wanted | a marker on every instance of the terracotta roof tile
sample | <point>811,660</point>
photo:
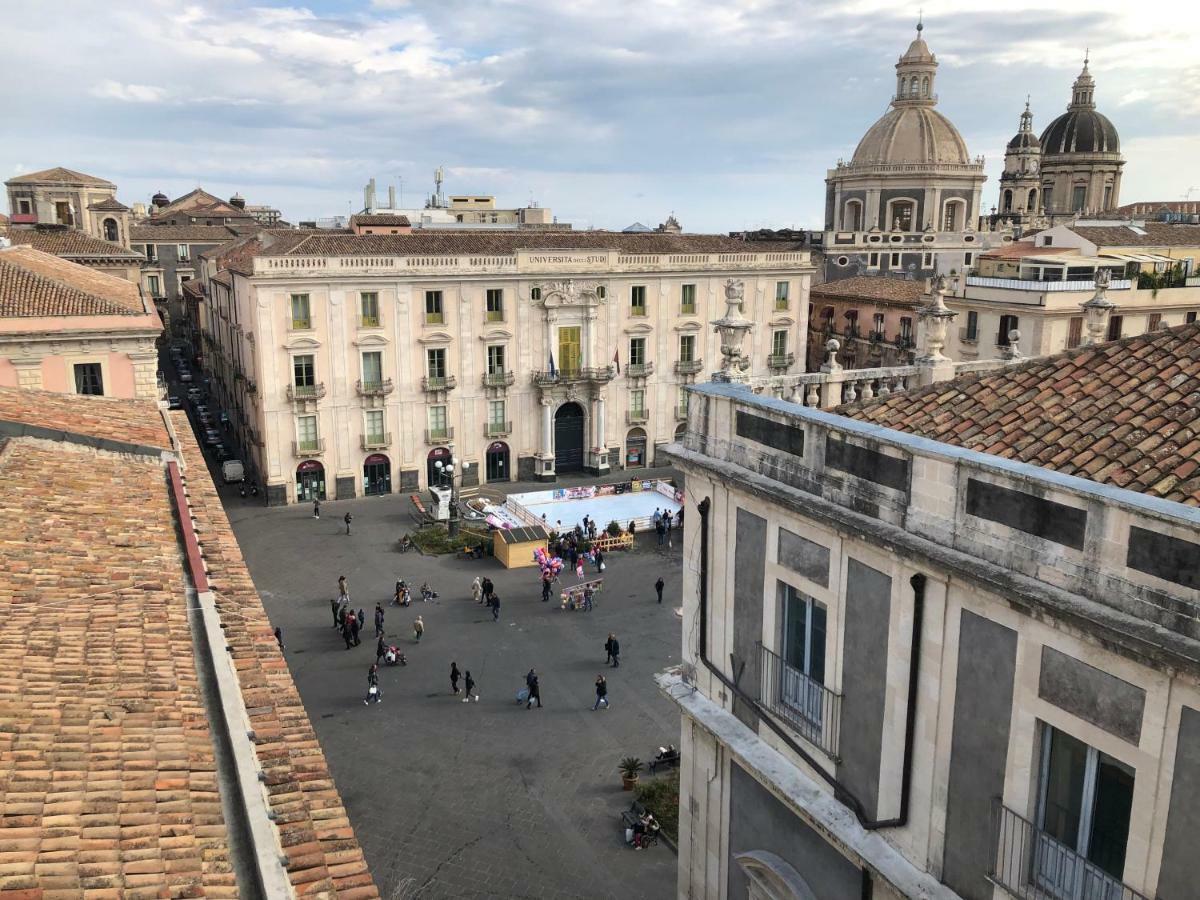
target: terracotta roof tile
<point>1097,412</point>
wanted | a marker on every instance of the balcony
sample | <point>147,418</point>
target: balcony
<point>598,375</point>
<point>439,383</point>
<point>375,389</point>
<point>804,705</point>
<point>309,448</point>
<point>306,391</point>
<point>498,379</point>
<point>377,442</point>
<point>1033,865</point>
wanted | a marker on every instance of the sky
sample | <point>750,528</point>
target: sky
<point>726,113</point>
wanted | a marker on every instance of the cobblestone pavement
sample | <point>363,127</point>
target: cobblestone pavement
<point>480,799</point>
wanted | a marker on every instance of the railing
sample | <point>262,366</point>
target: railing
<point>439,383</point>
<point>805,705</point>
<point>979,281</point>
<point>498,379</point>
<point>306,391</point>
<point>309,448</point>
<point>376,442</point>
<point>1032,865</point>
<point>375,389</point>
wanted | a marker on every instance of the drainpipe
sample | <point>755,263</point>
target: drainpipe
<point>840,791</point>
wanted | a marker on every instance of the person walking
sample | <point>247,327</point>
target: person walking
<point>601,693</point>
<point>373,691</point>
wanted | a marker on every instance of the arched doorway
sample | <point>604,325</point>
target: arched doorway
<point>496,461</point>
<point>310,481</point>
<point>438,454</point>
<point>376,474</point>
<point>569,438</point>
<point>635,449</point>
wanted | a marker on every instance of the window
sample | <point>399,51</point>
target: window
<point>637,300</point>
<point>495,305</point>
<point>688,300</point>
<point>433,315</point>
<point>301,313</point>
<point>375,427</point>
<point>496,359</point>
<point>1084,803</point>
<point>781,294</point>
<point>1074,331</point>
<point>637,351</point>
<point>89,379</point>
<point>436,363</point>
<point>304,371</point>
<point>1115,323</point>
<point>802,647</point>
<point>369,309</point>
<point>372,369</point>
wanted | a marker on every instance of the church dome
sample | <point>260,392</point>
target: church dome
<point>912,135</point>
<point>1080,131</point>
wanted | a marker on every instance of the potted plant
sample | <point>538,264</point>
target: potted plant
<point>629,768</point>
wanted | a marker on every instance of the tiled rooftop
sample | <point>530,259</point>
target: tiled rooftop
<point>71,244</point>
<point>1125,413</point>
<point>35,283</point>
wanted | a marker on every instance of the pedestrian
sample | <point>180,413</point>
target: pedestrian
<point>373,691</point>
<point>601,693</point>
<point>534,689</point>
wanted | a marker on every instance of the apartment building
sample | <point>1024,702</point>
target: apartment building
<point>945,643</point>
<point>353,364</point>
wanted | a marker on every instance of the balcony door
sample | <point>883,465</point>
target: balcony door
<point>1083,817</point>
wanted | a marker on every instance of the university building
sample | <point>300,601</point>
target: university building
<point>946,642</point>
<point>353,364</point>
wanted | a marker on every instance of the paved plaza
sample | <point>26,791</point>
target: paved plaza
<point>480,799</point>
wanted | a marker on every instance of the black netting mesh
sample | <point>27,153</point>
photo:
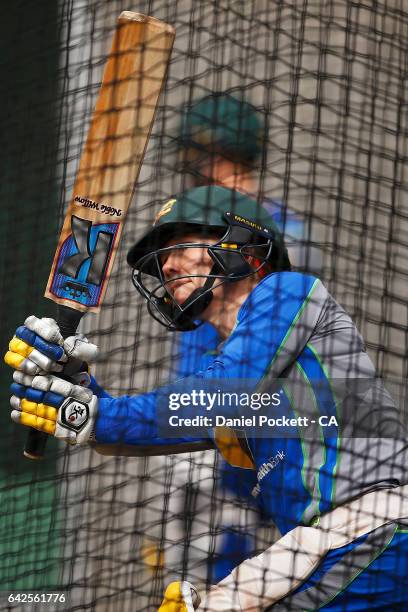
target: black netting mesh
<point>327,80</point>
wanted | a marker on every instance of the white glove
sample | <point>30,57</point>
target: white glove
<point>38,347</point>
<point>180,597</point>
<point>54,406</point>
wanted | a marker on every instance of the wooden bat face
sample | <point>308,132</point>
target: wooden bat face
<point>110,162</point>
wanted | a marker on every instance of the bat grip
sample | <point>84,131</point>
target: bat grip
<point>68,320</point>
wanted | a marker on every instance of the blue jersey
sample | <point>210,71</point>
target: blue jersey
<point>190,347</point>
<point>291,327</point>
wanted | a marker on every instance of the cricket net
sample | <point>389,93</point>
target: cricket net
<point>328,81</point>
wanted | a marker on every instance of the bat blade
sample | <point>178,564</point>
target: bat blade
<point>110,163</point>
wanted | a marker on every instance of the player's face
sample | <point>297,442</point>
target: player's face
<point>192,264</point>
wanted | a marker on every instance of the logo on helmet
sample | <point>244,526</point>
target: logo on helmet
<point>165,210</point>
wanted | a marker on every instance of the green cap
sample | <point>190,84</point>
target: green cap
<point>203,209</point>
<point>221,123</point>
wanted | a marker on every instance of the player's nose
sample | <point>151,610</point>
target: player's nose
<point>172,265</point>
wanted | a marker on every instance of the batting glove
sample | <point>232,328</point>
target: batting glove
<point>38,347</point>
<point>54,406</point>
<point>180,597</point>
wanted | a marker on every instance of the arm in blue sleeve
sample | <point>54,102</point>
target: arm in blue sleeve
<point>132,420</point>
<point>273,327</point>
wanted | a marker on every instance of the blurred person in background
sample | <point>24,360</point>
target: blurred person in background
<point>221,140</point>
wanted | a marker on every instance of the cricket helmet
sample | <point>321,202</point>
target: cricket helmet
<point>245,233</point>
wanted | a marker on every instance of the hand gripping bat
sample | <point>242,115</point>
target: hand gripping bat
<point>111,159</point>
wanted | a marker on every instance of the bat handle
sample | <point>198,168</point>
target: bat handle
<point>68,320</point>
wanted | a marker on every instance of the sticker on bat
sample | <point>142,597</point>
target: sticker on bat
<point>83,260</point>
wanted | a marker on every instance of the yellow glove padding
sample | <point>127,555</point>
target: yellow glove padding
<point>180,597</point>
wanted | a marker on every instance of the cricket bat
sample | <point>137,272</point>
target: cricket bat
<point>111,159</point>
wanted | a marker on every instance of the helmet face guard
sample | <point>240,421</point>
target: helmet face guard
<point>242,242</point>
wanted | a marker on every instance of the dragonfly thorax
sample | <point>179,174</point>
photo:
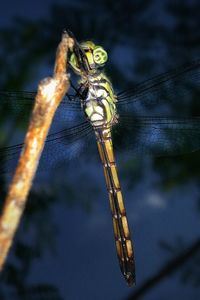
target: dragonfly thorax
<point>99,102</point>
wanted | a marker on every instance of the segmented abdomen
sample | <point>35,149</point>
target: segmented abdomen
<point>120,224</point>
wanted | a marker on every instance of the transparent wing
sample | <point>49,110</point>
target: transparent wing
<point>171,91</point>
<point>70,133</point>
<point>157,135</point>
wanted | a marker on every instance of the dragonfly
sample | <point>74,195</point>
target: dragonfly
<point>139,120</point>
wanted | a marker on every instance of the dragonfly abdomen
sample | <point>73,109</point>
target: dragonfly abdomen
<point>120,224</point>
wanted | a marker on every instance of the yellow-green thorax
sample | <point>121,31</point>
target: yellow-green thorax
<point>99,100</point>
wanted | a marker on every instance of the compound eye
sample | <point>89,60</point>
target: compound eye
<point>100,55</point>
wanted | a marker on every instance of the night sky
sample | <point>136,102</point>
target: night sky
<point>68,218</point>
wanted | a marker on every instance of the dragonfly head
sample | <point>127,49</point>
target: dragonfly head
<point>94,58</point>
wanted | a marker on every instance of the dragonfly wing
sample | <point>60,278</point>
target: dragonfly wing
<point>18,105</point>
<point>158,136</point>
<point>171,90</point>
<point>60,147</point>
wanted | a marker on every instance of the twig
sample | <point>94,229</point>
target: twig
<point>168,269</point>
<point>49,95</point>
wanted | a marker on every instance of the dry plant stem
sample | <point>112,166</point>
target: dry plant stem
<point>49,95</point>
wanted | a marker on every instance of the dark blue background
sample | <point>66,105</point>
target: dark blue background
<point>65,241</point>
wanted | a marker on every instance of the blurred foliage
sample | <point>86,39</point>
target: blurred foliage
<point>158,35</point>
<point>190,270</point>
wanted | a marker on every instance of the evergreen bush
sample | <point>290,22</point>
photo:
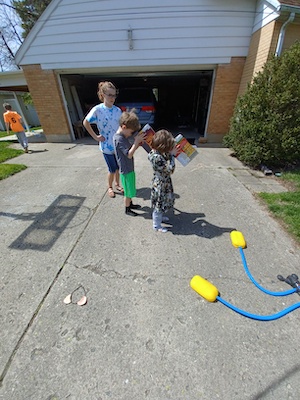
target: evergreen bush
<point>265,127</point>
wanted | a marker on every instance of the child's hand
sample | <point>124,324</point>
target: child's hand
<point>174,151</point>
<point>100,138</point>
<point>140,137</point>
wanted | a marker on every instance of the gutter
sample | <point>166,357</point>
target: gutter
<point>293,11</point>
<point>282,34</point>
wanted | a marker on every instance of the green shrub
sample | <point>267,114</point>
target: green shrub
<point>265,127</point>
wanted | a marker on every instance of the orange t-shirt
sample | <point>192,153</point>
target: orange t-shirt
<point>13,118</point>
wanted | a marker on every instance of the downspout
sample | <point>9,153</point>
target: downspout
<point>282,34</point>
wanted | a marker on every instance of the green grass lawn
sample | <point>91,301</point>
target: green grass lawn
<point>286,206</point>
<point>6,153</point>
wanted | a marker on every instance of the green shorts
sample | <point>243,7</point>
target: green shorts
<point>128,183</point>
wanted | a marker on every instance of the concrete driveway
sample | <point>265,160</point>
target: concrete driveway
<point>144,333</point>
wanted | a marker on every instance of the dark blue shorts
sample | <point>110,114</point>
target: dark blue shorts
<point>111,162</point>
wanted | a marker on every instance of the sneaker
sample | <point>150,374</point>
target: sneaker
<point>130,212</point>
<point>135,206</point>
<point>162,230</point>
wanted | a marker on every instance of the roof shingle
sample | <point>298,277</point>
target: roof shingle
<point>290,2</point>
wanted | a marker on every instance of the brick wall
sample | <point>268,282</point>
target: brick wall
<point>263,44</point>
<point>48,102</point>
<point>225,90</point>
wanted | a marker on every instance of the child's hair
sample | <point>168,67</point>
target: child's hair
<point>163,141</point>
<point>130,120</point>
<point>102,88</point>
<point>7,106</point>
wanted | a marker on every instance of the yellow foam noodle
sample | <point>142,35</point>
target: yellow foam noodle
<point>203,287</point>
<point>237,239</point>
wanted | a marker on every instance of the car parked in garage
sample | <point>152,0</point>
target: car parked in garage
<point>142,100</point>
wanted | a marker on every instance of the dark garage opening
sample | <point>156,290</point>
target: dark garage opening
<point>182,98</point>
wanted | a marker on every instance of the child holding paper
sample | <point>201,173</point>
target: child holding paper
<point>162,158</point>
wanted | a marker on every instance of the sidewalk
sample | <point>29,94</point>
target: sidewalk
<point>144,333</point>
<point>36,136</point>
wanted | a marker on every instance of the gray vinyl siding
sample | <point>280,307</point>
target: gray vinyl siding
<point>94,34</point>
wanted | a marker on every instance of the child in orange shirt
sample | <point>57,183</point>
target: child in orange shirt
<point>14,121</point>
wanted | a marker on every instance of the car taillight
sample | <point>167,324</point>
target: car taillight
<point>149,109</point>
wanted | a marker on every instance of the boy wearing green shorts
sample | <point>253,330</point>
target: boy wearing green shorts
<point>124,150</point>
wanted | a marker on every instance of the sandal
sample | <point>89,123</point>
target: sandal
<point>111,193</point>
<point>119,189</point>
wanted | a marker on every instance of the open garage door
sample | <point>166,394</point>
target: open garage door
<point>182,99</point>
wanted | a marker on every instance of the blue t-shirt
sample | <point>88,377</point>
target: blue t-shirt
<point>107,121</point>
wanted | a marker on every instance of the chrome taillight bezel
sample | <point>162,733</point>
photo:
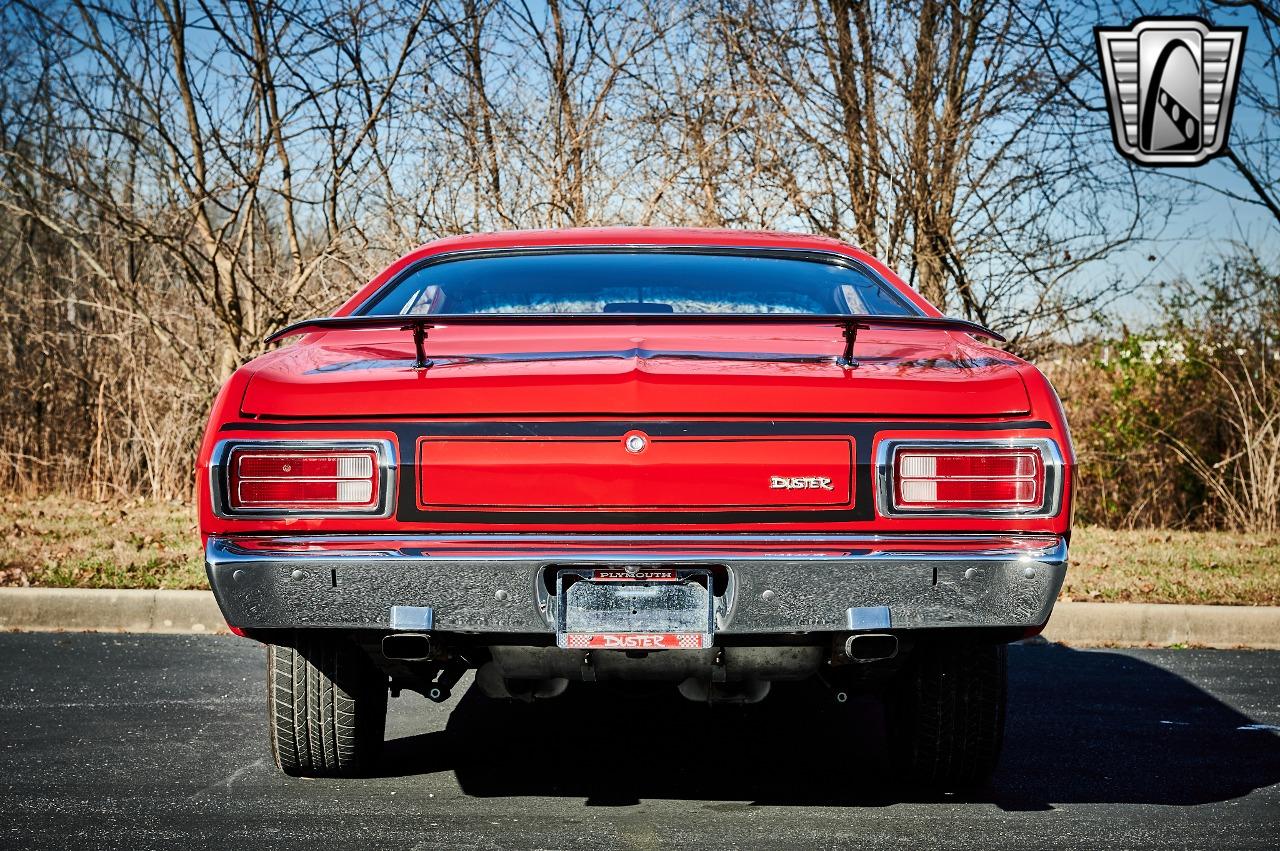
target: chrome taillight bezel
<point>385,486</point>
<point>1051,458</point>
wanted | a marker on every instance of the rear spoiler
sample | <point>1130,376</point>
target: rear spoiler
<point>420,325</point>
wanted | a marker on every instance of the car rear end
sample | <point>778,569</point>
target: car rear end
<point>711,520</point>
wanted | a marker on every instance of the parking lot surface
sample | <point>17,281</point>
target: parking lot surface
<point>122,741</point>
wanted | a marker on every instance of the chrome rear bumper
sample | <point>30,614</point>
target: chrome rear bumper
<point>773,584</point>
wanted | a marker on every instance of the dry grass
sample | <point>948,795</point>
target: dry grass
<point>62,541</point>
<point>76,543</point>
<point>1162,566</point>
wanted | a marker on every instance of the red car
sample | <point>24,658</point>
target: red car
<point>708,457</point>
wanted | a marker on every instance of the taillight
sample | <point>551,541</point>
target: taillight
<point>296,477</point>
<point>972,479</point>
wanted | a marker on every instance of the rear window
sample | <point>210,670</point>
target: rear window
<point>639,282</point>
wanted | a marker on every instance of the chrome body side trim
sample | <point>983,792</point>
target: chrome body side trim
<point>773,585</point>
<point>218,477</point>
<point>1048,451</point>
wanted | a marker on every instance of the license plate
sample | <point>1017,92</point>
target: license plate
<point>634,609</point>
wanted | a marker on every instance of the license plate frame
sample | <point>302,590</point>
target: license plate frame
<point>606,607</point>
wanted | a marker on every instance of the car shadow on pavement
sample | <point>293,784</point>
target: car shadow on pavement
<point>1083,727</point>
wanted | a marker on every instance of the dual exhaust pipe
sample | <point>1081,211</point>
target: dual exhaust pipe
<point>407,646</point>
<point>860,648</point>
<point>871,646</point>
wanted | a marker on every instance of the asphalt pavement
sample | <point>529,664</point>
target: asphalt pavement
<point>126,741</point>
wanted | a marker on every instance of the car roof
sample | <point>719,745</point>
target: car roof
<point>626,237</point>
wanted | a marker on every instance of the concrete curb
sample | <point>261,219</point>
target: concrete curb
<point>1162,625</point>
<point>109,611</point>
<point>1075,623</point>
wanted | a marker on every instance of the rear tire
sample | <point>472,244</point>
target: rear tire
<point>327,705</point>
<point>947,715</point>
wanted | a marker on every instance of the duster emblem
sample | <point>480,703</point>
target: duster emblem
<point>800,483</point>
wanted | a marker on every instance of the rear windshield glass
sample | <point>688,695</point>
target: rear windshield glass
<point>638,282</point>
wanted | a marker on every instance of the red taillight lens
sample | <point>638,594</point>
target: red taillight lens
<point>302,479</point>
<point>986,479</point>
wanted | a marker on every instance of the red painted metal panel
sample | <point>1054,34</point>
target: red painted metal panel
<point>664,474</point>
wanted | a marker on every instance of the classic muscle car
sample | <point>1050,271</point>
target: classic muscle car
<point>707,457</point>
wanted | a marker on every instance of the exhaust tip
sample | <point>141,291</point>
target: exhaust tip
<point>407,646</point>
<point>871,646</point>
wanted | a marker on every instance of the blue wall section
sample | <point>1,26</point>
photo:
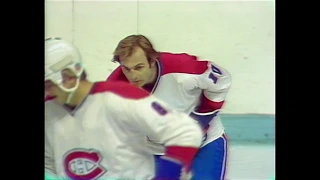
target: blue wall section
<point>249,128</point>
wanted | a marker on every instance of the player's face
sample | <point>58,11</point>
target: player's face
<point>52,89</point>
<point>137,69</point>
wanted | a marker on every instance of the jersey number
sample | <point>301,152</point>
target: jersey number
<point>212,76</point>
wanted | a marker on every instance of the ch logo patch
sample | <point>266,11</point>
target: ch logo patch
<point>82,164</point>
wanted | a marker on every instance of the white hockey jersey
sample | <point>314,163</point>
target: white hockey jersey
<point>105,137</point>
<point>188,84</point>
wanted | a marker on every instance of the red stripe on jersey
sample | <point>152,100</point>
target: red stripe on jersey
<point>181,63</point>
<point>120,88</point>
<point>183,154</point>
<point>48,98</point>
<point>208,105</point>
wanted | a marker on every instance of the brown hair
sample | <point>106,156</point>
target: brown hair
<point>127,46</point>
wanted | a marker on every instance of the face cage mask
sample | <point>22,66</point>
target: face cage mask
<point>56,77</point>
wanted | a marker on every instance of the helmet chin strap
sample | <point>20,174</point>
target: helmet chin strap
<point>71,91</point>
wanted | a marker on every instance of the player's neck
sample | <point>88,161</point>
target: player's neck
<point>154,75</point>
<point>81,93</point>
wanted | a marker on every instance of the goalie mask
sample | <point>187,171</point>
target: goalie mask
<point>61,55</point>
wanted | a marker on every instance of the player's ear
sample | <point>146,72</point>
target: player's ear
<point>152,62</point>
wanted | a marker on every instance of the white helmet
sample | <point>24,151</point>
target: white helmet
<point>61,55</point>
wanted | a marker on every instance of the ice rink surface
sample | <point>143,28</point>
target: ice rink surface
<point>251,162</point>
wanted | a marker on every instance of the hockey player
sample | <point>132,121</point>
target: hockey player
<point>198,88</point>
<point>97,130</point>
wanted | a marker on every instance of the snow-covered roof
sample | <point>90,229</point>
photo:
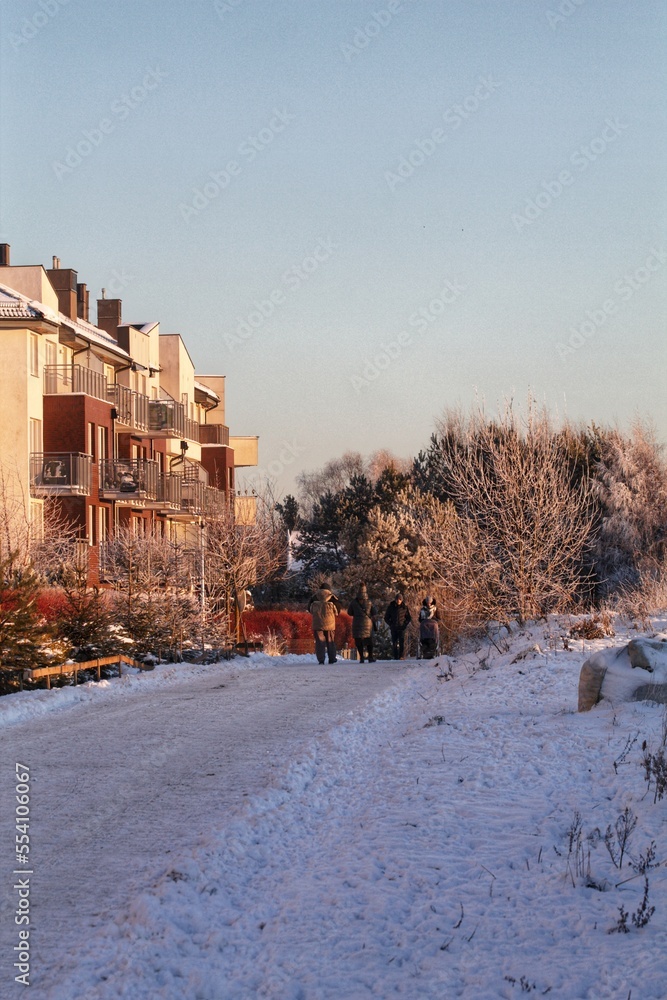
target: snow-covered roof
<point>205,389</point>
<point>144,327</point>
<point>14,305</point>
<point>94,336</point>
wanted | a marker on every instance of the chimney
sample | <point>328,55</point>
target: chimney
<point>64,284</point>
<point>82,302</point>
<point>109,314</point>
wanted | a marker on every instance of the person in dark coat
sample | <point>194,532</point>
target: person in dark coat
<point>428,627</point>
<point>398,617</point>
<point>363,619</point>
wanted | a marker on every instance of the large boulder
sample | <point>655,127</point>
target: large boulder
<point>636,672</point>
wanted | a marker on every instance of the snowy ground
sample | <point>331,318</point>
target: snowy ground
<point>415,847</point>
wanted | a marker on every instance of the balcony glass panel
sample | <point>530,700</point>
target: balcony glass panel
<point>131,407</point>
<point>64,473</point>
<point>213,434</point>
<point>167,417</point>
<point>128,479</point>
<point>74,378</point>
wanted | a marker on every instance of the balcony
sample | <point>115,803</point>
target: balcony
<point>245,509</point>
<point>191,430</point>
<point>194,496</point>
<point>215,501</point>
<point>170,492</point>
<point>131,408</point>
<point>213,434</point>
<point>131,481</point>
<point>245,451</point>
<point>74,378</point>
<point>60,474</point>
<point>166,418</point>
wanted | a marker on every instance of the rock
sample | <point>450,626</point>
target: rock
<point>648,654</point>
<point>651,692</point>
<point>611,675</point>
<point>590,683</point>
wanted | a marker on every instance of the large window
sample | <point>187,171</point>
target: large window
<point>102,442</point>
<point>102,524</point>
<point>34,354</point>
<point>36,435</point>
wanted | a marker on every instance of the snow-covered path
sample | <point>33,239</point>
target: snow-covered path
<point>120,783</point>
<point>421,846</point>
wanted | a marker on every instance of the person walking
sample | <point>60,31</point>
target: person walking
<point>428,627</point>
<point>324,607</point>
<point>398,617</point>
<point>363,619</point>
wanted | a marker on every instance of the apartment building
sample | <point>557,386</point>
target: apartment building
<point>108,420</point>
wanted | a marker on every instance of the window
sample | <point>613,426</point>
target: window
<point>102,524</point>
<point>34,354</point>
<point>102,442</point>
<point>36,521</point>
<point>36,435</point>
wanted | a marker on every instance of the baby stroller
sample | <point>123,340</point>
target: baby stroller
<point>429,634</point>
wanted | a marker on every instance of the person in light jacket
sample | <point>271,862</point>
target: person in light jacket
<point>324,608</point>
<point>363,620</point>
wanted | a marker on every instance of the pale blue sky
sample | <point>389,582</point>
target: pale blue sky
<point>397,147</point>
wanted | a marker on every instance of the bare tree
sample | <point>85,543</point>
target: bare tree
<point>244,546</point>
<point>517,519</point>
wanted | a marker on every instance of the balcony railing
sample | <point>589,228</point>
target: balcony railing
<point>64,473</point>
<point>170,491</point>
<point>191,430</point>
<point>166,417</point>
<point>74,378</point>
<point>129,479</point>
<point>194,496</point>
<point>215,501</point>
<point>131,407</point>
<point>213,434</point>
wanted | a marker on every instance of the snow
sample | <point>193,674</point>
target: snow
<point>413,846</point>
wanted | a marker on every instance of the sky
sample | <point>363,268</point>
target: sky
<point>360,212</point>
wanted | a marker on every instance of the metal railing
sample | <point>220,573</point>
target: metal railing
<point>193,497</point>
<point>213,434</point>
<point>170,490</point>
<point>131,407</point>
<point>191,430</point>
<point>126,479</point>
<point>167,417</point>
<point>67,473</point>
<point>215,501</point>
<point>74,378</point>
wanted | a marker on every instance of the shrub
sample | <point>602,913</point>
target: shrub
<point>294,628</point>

Stated problem:
Copy out, unchanged, the lines from the one containing "wanted | a marker on every instance of the goalie" up to and including the one containing "<point>152,62</point>".

Answer to the exercise:
wanted | a marker on every instance of the goalie mask
sample | <point>187,171</point>
target: goalie mask
<point>61,55</point>
wanted | a marker on every instance of the player's ear
sample | <point>146,72</point>
target: player's ear
<point>152,62</point>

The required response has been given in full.